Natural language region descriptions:
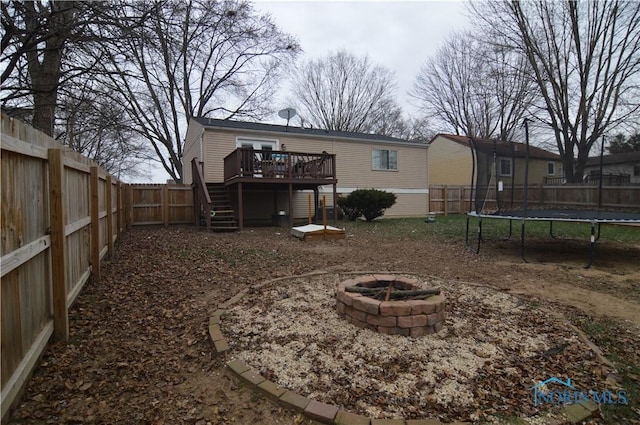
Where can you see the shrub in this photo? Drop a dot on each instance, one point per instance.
(370, 203)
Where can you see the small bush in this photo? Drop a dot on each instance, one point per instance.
(370, 203)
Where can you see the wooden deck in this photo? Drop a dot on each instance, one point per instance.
(263, 170)
(268, 168)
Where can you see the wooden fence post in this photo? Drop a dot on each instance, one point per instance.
(446, 200)
(130, 202)
(119, 208)
(109, 196)
(165, 204)
(58, 244)
(95, 224)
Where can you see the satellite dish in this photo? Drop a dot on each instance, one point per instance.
(287, 114)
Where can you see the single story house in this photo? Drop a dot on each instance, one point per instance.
(257, 172)
(619, 168)
(451, 162)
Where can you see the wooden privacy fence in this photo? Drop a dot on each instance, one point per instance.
(445, 199)
(61, 214)
(160, 204)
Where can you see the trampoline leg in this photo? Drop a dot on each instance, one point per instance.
(466, 241)
(510, 231)
(479, 235)
(466, 237)
(592, 244)
(522, 243)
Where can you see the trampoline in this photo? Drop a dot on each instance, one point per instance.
(594, 217)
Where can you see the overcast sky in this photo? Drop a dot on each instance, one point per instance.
(400, 35)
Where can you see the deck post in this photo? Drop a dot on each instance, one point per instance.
(290, 205)
(335, 205)
(240, 207)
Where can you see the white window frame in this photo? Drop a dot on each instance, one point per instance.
(257, 143)
(375, 165)
(500, 170)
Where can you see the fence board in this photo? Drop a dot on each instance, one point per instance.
(161, 204)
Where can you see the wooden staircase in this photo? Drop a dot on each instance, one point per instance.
(223, 216)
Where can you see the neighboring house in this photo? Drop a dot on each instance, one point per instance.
(619, 168)
(450, 162)
(266, 170)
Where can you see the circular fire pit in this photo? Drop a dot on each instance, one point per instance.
(391, 305)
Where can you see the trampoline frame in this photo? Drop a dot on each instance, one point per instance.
(593, 217)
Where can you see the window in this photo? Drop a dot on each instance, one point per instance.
(264, 145)
(382, 159)
(505, 166)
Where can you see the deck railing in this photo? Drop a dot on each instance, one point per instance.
(265, 164)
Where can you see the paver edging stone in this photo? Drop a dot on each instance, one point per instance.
(294, 401)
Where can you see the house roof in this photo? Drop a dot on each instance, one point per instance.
(616, 158)
(503, 149)
(282, 129)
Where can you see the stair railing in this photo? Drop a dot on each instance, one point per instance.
(201, 198)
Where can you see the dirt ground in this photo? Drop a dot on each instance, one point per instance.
(139, 350)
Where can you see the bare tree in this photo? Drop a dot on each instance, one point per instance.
(197, 58)
(89, 123)
(475, 89)
(348, 93)
(585, 58)
(33, 43)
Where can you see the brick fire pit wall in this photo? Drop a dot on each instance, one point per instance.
(409, 318)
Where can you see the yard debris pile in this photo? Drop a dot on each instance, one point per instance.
(493, 349)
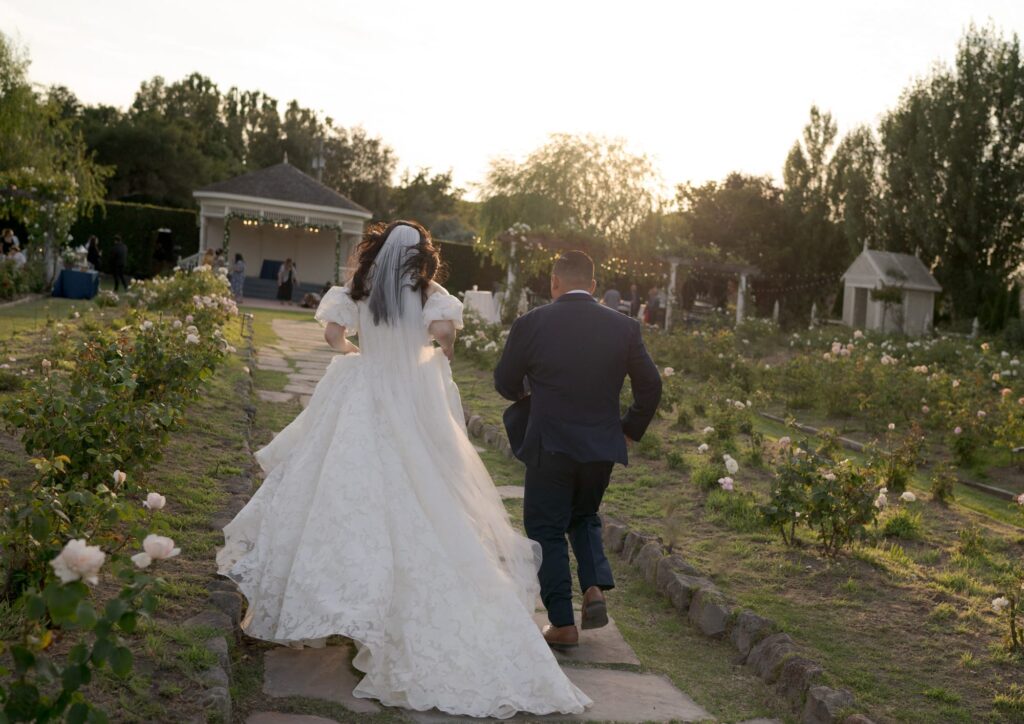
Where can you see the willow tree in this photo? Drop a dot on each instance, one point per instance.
(952, 164)
(573, 188)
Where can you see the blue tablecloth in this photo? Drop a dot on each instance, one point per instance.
(77, 285)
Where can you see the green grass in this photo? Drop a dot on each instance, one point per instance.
(914, 608)
(200, 457)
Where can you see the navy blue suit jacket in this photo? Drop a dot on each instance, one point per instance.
(576, 354)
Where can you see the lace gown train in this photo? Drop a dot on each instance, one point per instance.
(378, 521)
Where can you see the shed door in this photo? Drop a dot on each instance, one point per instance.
(859, 307)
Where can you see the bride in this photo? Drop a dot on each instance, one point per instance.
(378, 521)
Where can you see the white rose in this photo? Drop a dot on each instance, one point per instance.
(79, 561)
(160, 547)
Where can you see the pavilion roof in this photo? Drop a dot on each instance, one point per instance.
(284, 182)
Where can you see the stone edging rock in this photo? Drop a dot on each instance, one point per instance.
(761, 645)
(222, 612)
(773, 655)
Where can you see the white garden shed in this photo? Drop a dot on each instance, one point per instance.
(889, 292)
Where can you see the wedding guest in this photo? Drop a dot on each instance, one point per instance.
(287, 280)
(634, 301)
(238, 277)
(92, 252)
(119, 262)
(655, 307)
(611, 298)
(16, 255)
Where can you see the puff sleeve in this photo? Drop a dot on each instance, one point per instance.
(441, 306)
(338, 306)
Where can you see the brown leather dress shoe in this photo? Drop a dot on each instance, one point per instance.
(561, 636)
(595, 611)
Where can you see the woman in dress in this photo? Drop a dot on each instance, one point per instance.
(92, 252)
(378, 521)
(286, 281)
(238, 278)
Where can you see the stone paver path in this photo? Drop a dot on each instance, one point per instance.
(604, 665)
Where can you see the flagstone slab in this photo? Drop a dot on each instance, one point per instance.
(274, 396)
(279, 718)
(604, 645)
(303, 388)
(305, 377)
(314, 673)
(619, 696)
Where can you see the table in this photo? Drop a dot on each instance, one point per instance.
(482, 303)
(77, 285)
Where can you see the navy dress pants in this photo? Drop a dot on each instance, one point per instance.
(561, 499)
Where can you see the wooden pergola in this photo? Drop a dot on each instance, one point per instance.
(741, 271)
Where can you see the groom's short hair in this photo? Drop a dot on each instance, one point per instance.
(574, 266)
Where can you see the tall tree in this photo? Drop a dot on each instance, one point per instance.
(47, 175)
(855, 188)
(817, 252)
(586, 184)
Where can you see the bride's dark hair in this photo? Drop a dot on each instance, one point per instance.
(423, 266)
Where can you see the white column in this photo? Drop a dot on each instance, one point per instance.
(510, 278)
(202, 231)
(741, 298)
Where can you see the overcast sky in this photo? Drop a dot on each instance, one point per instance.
(702, 87)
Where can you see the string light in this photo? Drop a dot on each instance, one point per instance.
(286, 223)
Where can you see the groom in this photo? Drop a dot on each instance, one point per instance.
(574, 354)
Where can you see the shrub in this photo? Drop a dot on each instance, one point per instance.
(965, 445)
(684, 419)
(809, 487)
(736, 511)
(480, 342)
(706, 475)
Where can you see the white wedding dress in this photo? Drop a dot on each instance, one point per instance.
(378, 521)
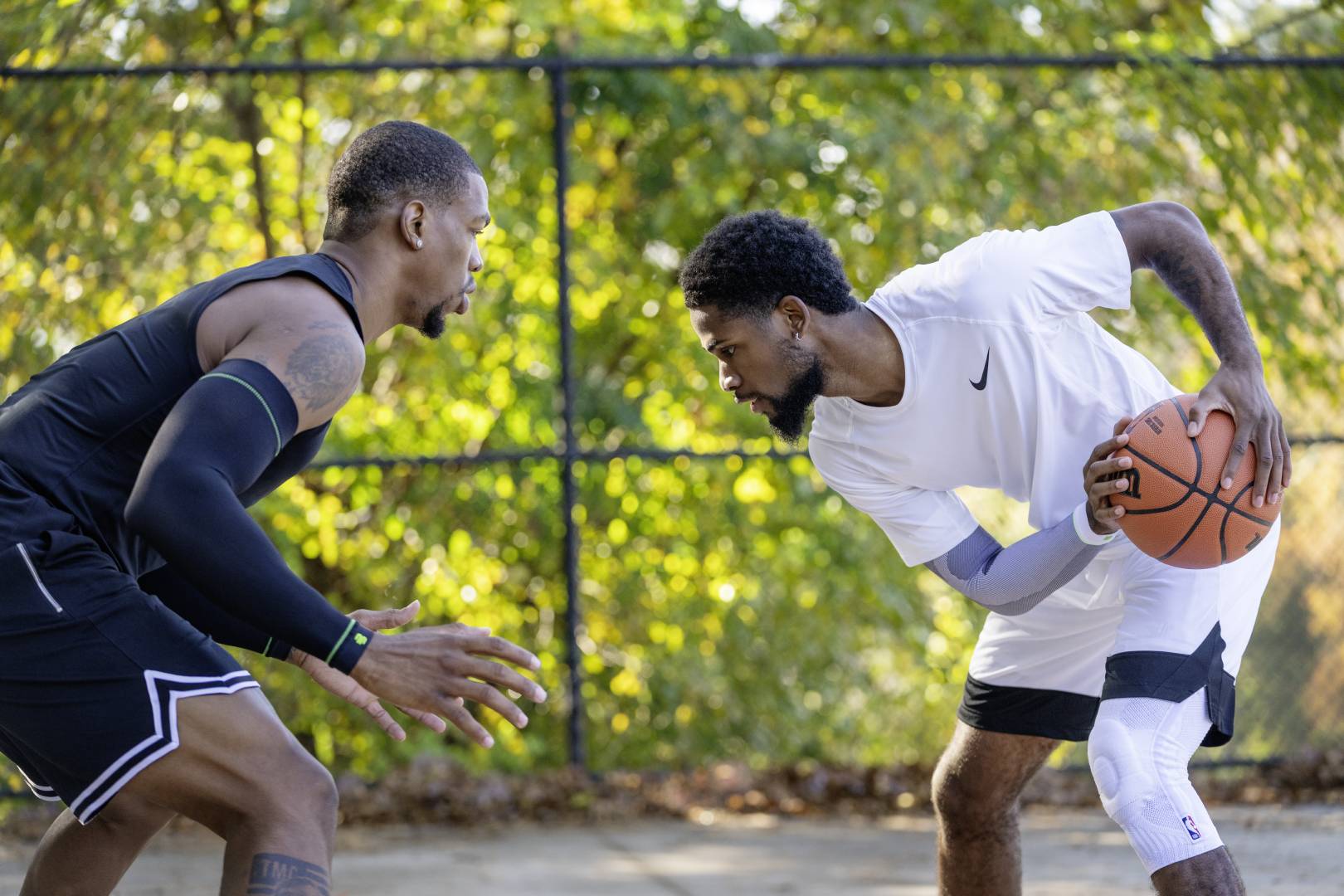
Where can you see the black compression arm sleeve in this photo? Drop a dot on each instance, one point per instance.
(207, 617)
(217, 441)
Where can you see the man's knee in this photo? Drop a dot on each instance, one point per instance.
(981, 776)
(293, 789)
(1138, 752)
(134, 820)
(236, 767)
(967, 800)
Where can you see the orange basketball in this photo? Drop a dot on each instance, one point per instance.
(1175, 509)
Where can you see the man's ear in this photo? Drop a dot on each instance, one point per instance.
(797, 316)
(414, 217)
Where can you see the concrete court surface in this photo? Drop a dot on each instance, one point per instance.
(1281, 850)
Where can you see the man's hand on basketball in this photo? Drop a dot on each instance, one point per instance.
(435, 670)
(1101, 480)
(1241, 391)
(351, 692)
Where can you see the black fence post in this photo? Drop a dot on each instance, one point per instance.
(559, 137)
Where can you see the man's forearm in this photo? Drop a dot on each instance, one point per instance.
(207, 617)
(1194, 271)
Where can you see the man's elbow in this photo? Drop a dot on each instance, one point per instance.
(1172, 214)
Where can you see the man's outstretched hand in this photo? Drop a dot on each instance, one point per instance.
(431, 672)
(351, 692)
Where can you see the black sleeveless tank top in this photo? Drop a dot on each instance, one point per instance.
(77, 433)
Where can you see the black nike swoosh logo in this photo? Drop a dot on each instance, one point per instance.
(984, 373)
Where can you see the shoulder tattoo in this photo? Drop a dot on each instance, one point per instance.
(323, 368)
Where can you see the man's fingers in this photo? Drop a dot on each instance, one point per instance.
(1234, 458)
(1103, 489)
(1265, 455)
(457, 713)
(385, 720)
(1288, 455)
(488, 696)
(496, 646)
(503, 676)
(1276, 475)
(1199, 416)
(1109, 465)
(385, 620)
(1107, 449)
(426, 719)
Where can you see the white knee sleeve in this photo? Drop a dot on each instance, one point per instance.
(1140, 752)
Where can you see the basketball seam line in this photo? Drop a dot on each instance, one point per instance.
(1190, 531)
(1194, 489)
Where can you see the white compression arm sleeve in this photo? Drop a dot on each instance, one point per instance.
(1014, 579)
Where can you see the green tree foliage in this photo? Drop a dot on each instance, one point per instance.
(732, 609)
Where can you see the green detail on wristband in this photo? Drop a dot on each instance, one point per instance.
(340, 641)
(247, 386)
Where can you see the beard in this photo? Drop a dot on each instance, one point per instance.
(789, 411)
(433, 324)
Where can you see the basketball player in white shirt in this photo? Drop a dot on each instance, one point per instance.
(984, 370)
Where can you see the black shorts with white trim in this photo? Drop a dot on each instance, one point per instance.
(91, 668)
(1062, 715)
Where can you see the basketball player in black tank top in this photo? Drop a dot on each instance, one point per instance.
(125, 469)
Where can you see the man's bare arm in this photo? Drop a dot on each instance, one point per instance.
(1170, 240)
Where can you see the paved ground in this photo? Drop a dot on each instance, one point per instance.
(1283, 852)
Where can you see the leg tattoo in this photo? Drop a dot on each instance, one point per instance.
(275, 874)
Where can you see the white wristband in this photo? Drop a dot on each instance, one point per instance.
(1085, 529)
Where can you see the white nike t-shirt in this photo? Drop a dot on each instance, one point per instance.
(1010, 384)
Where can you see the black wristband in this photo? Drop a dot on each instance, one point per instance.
(350, 648)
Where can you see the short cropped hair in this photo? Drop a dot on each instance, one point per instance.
(392, 163)
(749, 262)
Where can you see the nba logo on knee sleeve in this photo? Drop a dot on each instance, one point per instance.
(1191, 828)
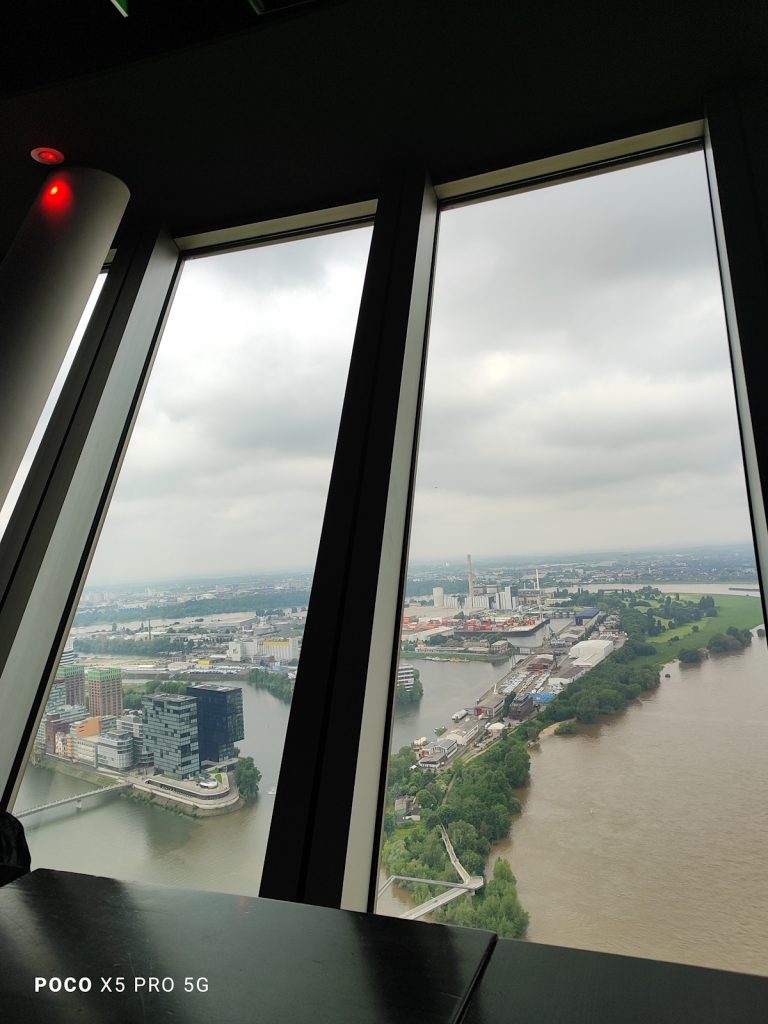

Task goal: Write out exactly the lines from the one containing "Where can you see the white wristband" to the last line of the records above, both included, and leave out any pictures.

Solution for this exercise:
Where can you see the white wristband in this photo? Drop a dot on each instance, one point per instance.
(1085, 529)
Where can you see the white nike t-shirt in this photo? Drop a dot on each instance, one point per instance.
(1010, 384)
Where can you see the black wristband in this photo? Drop a dot on each instance, one point per instance.
(350, 648)
Where can you see the short cropped hair in this photo? Drop a dot on each instance, one point per instance.
(392, 163)
(749, 262)
Where can you see the nba logo on knee sleeve in this photo? Drop a dot on each instance, one point per instance.
(1191, 828)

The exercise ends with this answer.